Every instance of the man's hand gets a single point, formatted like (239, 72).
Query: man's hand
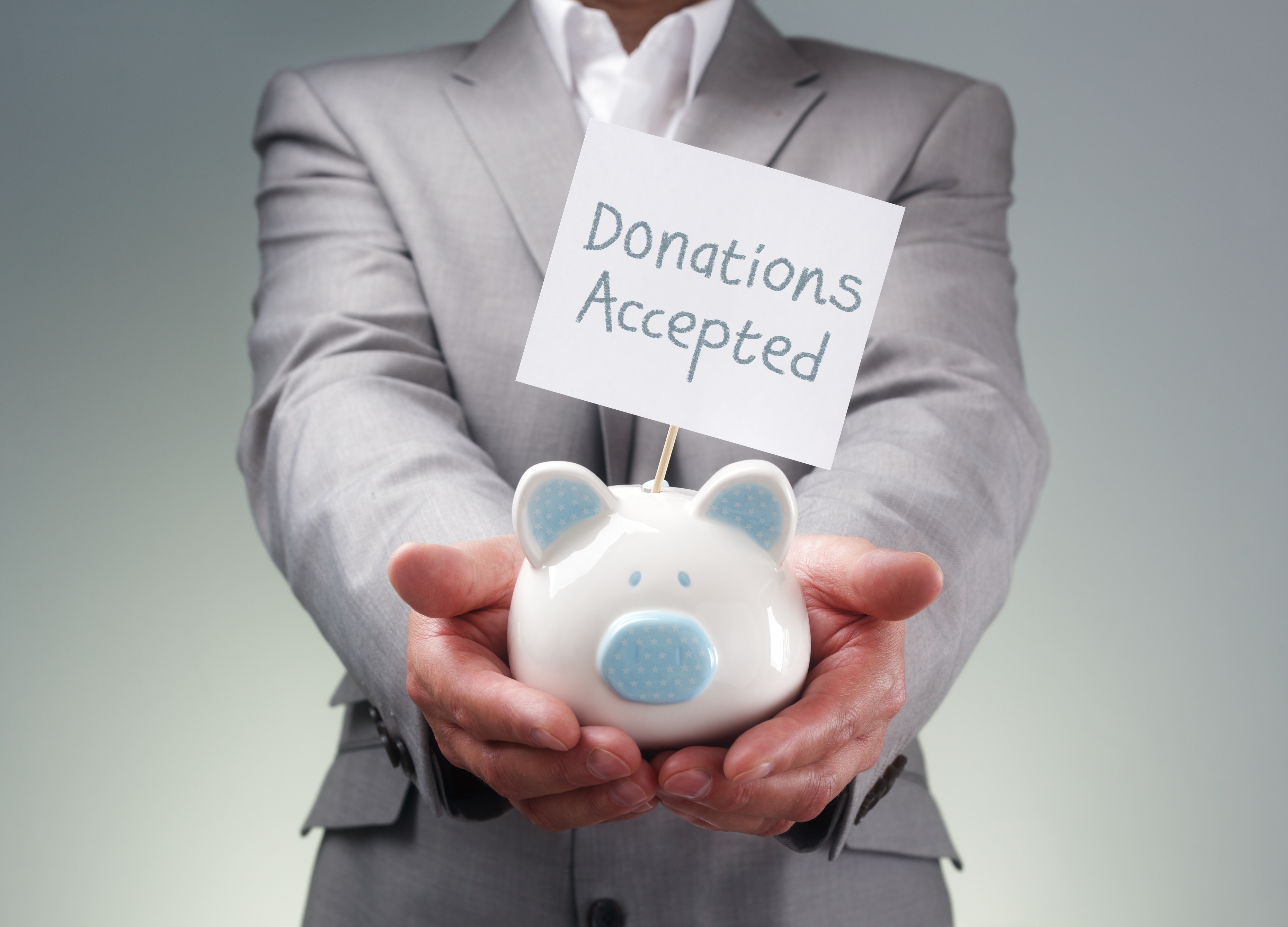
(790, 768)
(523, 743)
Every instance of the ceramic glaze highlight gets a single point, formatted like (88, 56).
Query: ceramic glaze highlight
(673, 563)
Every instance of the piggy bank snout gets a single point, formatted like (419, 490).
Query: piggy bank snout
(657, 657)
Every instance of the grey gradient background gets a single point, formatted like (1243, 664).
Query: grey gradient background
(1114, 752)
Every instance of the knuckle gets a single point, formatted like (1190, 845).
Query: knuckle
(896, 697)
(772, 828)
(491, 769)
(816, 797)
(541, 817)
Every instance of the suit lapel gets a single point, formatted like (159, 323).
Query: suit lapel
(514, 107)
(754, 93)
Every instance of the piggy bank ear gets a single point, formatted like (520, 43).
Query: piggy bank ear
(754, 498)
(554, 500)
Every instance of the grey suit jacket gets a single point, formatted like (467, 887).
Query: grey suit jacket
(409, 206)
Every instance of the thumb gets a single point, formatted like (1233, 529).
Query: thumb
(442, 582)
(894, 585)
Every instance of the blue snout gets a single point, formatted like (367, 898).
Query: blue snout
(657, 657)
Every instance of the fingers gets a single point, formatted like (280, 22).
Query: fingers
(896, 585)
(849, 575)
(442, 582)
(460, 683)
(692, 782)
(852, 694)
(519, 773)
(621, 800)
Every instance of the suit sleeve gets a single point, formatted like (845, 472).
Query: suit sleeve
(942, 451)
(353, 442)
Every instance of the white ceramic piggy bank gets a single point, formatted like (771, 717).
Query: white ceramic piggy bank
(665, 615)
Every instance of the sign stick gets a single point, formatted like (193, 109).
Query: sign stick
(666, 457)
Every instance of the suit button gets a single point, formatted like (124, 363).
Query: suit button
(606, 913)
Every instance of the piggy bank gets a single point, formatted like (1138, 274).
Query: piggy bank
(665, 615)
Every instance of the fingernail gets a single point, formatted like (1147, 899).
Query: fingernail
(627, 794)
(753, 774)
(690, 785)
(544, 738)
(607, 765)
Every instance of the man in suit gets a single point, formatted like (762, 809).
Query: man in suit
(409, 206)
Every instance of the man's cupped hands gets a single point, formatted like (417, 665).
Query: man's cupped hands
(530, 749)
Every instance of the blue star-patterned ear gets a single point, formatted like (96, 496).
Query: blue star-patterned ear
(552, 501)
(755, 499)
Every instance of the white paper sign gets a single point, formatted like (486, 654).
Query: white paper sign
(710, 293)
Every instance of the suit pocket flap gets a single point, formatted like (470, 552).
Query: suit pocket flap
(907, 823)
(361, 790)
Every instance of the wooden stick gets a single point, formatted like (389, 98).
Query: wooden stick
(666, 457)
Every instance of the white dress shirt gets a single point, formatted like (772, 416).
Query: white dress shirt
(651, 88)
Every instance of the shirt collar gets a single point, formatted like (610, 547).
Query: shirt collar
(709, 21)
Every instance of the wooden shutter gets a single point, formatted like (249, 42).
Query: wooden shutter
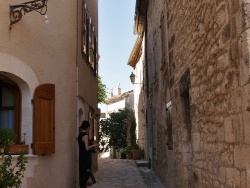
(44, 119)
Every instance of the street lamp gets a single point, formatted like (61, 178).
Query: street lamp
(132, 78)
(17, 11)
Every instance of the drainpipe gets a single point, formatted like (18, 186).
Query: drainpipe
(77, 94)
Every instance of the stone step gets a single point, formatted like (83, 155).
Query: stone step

------------------------------------

__WRITTEN EXERCISE__
Write out, please, the lines of the listing above from the one with "Every instance of the piggy bank gets" through the very last, exactly as given and with no pictures.

__SOLUTION TO THE PROBLEM__
Every instance of the piggy bank gets a single point, formatted like (1138, 274).
Query: piggy bank
(665, 615)
Every instance of the fingernail gets a single point, formatted like (1147, 899).
Query: fingernail
(627, 794)
(753, 774)
(690, 785)
(544, 738)
(607, 765)
Every instance of the man in suit gets a single point, formatted like (762, 809).
Query: man in suit
(409, 206)
Every instance of the man's cupped hands gets a single point, formatted like (417, 665).
Query: man's cupped hands
(530, 749)
Every instance of the blue star-patterned ear gets a single point, formatted like (96, 496).
Query: blue star-patterned ear
(552, 501)
(755, 499)
Every instance of the white paper sign gets a single point, formatted like (486, 654).
Query: white paper sign
(710, 293)
Every instance of the suit pocket flap gets a single point, formatted like (470, 552).
Query: suit pocket flap
(907, 823)
(361, 790)
Every instance of the wooden stick gets a single point, formatted like (389, 98).
Query: wooden stick
(666, 457)
Every instance of the white dress shirt gets a single point, formatted like (772, 416).
Query: white dress shirt
(651, 88)
Every instance of the shirt collar gets a single point, formatted like (610, 547).
Query: shirt collar
(709, 21)
Every instance of the wooden shutter gets a single point, formatted like (249, 42).
Query: wooden shutter
(44, 119)
Every instance of the street lamp gets a single point, formatted like (61, 178).
Query: street lamp
(132, 78)
(17, 11)
Every instance of the drainpipe gets a single point, formatted like (18, 186).
Query: drainpipe
(77, 94)
Every instance of the stone step gets a single point, formatted like (83, 155).
Query: stone step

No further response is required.